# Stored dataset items

┄┄┄┄┄┄┄┄┄┄

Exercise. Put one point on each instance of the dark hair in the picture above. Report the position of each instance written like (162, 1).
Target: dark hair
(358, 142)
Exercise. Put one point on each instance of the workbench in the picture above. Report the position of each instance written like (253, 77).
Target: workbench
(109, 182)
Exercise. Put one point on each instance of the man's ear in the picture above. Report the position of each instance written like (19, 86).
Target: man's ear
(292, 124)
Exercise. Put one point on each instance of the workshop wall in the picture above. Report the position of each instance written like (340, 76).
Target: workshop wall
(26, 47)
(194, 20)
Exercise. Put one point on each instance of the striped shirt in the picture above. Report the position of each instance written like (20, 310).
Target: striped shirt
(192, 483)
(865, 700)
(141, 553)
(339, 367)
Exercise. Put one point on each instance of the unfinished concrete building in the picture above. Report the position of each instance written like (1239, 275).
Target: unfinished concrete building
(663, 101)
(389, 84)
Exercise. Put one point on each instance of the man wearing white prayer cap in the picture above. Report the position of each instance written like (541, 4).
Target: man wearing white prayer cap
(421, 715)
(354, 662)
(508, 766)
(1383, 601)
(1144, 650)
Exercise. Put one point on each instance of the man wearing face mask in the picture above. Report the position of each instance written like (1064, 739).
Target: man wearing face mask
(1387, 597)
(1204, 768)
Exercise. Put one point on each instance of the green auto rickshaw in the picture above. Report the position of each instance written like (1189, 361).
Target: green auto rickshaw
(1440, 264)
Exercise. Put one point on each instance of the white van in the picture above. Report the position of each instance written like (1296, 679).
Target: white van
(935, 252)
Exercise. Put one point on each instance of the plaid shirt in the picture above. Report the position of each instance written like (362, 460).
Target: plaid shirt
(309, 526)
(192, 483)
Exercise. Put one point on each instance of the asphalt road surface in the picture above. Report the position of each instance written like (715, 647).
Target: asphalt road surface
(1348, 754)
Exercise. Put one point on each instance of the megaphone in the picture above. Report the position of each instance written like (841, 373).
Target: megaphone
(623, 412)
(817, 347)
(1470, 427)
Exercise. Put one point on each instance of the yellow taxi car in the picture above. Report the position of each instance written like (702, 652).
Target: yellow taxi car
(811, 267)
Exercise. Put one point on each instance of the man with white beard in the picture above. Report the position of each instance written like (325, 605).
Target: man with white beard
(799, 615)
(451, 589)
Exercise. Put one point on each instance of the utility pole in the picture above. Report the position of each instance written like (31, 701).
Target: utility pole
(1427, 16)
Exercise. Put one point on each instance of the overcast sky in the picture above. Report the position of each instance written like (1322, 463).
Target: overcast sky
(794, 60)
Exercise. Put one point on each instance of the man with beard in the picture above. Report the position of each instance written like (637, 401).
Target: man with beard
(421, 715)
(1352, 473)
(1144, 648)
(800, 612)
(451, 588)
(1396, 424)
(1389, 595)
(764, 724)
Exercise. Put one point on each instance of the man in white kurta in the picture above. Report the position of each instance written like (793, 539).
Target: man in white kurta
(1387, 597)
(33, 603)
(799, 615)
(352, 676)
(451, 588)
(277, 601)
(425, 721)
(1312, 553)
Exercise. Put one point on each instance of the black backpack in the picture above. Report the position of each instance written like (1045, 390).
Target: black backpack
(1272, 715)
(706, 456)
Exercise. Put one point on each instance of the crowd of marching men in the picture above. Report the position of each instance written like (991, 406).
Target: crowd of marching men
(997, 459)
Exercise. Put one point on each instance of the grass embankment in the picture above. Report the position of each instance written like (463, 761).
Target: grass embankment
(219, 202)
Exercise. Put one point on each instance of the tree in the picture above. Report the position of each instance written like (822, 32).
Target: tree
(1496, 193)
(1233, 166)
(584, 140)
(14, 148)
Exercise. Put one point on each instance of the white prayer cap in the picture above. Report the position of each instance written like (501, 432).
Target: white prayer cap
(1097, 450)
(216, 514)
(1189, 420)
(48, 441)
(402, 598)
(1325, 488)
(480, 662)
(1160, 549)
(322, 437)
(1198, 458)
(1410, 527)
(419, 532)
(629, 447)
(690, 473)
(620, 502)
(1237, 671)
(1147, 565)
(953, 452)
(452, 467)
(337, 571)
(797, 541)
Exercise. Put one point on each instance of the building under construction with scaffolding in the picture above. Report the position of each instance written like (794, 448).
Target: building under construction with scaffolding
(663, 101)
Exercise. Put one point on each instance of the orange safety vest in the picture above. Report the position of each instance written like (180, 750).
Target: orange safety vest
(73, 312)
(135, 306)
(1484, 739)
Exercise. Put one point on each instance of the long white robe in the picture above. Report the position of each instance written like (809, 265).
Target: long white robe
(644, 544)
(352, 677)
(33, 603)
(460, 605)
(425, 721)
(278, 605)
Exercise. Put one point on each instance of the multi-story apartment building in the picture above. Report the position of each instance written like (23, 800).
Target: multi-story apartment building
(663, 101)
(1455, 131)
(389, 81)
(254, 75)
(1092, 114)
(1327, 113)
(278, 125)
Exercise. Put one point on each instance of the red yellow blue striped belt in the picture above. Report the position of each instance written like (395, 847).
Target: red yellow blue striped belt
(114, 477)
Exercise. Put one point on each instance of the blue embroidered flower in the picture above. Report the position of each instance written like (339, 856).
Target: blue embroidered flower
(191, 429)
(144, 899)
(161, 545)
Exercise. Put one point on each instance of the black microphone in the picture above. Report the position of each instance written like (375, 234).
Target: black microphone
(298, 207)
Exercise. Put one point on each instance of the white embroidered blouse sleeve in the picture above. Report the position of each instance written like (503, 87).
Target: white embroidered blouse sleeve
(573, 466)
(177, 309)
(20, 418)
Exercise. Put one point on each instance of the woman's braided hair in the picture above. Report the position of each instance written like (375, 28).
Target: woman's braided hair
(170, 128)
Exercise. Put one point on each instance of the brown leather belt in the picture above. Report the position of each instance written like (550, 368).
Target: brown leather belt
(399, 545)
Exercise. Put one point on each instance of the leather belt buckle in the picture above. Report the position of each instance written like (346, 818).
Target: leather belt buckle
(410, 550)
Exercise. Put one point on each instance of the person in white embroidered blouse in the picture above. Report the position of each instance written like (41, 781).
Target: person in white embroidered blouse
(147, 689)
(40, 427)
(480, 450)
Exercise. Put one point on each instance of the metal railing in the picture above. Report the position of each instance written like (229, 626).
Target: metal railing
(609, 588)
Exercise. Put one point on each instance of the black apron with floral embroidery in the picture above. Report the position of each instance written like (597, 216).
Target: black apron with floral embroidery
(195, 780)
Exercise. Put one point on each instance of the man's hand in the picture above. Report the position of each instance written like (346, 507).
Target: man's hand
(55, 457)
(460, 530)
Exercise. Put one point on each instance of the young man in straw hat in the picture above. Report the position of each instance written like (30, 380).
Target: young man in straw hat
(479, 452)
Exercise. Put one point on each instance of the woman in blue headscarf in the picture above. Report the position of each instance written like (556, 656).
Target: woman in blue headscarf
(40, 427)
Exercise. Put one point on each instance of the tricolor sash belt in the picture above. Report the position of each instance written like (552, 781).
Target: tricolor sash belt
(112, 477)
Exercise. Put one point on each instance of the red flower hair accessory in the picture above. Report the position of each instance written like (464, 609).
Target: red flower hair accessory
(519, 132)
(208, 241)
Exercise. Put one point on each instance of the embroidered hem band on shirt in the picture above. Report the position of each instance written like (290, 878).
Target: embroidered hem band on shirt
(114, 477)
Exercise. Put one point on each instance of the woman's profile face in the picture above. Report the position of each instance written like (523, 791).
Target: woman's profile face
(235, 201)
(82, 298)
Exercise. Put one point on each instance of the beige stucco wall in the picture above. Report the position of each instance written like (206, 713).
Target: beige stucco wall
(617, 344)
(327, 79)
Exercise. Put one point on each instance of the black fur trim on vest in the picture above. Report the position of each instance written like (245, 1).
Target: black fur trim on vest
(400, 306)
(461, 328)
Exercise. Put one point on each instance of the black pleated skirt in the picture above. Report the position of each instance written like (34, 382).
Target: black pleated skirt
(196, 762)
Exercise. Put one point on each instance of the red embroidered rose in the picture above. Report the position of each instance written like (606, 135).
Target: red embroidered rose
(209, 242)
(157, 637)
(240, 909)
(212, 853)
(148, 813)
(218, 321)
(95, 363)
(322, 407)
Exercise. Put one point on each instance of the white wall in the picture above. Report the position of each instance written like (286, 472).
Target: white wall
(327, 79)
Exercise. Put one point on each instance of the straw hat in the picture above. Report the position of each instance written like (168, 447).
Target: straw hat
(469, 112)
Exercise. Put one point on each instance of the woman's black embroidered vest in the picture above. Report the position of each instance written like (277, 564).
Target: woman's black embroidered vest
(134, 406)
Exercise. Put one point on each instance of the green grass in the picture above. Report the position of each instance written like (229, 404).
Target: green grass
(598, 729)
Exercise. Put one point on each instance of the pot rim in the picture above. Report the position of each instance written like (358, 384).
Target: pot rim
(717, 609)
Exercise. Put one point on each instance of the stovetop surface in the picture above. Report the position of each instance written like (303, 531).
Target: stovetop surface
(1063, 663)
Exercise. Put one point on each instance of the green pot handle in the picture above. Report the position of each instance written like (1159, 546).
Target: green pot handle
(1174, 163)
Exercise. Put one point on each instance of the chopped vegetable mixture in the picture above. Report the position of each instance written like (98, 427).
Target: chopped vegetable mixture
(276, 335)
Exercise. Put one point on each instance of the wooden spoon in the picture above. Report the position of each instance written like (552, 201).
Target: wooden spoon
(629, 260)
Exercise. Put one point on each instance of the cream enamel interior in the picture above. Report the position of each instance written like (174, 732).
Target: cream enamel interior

┄┄┄┄┄┄┄┄┄┄

Repeat exactly the lines above from the line that contains "Exercise. Put one point on each instance of the chopped" through the end. Include both of these ends; leave out everything else.

Exercise. Put one point on each instance of the chopped vegetable mixture in the picture above. Report the position of each instance written like (98, 427).
Target: chopped vegetable mixture
(276, 335)
Exercise. Put one point on each instance of the wooden spoon in the picture above. Report the position of each instance written like (552, 201).
Target: wooden spoon
(629, 260)
Exercise. Put one point on each instance of the cream enamel interior in the picture above. Report the position of each instance written like (174, 732).
Target: cream enamel interior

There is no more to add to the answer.